■ Text extract
The floatx80_is_[quiet|signaling]_nan functions contain duplicated
logic that should be shared.
This commit introduces floatx80_nan_is_snan helper function that
determine if a NaN is signaling and change the return type of
floatx80_is_[signaling|quiet]_nan to bool.

Suggested-by: Richard Henderson <richard.henderson@linaro.org>
Signed-off-by: Max Chou <max.chou@sifive.com>
---
 fpu/softfloat-specialize.c.inc | 55 +++++++++++++---------------------
 include/fpu/softfloat.h        |  4 +--
 2 files changed, 22 insertions(+), 37 deletions(-)

diff --git a/fpu/softfloat-specialize.c.inc b/fpu/softfloat-specialize.c.inc
index 7d2515c1fa..9ed968c79b 100644
--- a/fpu/softfloat-specialize.c.inc
+++ b/fpu/softfloat-specialize.c.inc
@@ -357,53 +357,38 @@ bool float64_is_signaling_nan(float64 a_, float_status *status)
 }
 
 /*----------------------------------------------------------------------------
-| Returns 1 if the extended double-precision floating-point value `a' is a
-| quiet NaN; otherwise returns 0. This slightly differs from the same
-| function for other types as floatx80 has an explicit bit.
+| Determine if a floatx80 NaN is signaling NaN.
+| The MSB of frac differs from the same function for other types as floatx80
+| has an explicit bit.
 *----------------------------------------------------------------------------*/
 
-int floatx80_is_quiet_nan(floatx80 a, float_status *status)
+static bool floatx80_nan_is_snan(floatx80 a, float_status *status)
 {
     if (no_signaling_nans(status)) {
-        return floatx80_is_any_nan(a);
-    } else {
-        if (snan_bit_is_one(status)) {
-            uint64_t aLow;
-
-            aLow = a.low & ~0x4000000000000000ULL;
-            return ((a.high & 0x7FFF) == 0x7FFF)
-                && (aLow << 1)
-                && (a.low == aLow);
-        } else {
-            return ((a.high & 0x7FFF) == 0x7FFF)
-                && (UINT64_C(0x8000000000000000) <= ((uint64_t)(a.low << 1)));
-        }
+        return false;
     }
+    bool frac_msb_is_one = (a.low >> 62) & 1;
+    return frac_msb_is_one == snan_bit_is_one(status);
 }
 
 /*----------------------------------------------------------------------------
 | Returns 1 if the extended double-precision floating-point value `a' is a
-| signaling NaN; otherwise returns 0. This slightly differs from the same
-| function for other types as floatx80 has an explicit bit.
+| quiet NaN; otherwise returns 0.

■ Instruction 1
Edit the records below by replacing "front" with "rear" and keeping everything else the same. Leave the pictures out of your answer.
The text has no connection to the records.

■ Input records
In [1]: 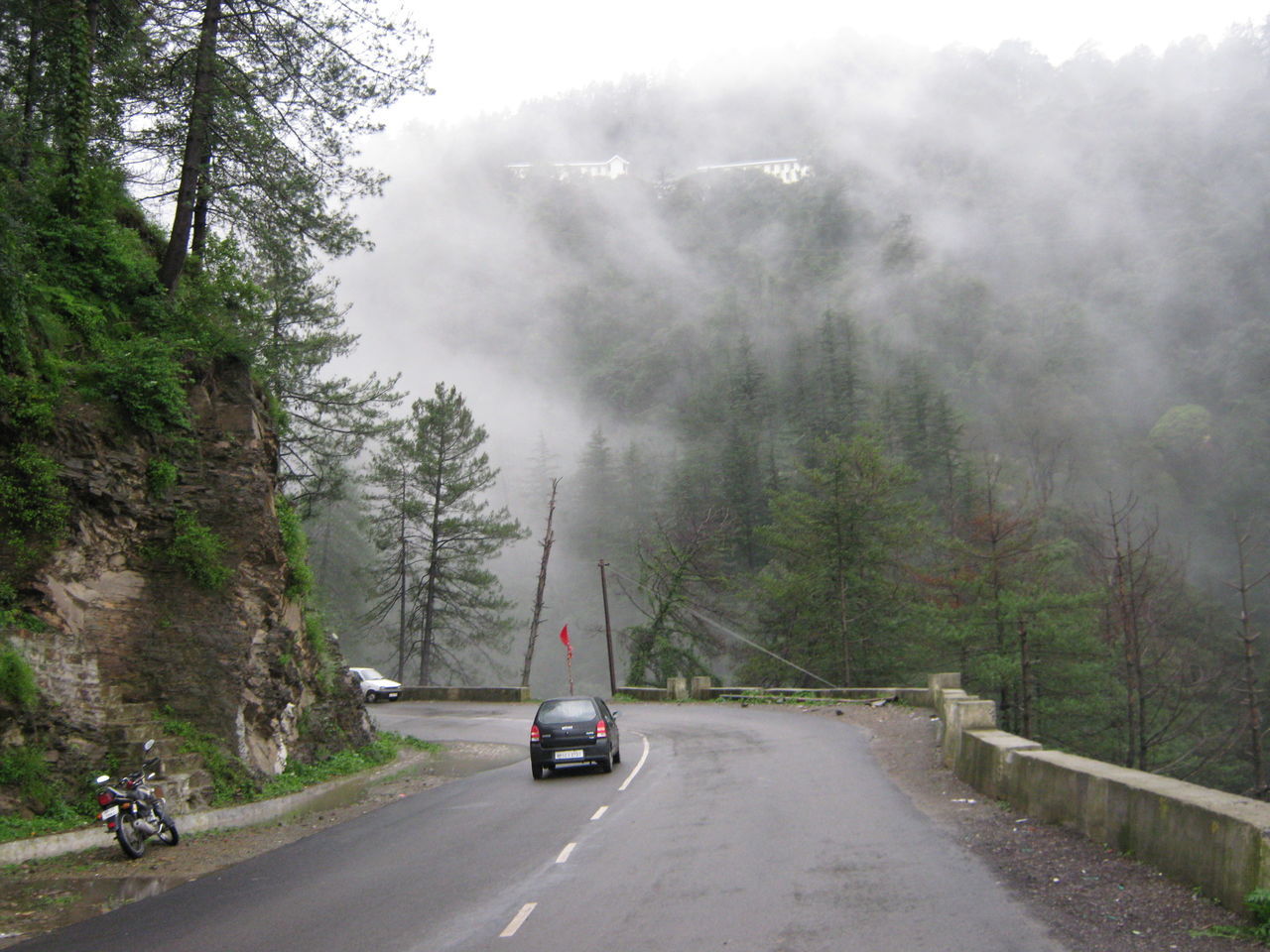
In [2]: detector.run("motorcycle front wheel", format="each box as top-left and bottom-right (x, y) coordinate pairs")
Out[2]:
(155, 810), (181, 847)
(114, 812), (146, 860)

■ Instruction 2
Rewrite the paragraph of the softfloat patch that begins "The floatx80_is_[quiet|signaling]_nan functions" as a short bulleted list that keeps its main facts.

■ Written solution 1
In [1]: 
In [2]: detector.run("motorcycle rear wheel", format="each box as top-left and bottom-right (x, y) coordinate pairs")
Out[2]:
(155, 810), (181, 847)
(114, 812), (146, 860)

■ Written solution 2
- The floatx80_is_quiet_nan and floatx80_is_signaling_nan functions contain duplicated logic that should be shared.
- The commit introduces a helper function, floatx80_nan_is_snan, that determines whether a NaN is signaling.
- It changes the return type of floatx80_is_signaling_nan and floatx80_is_quiet_nan to bool.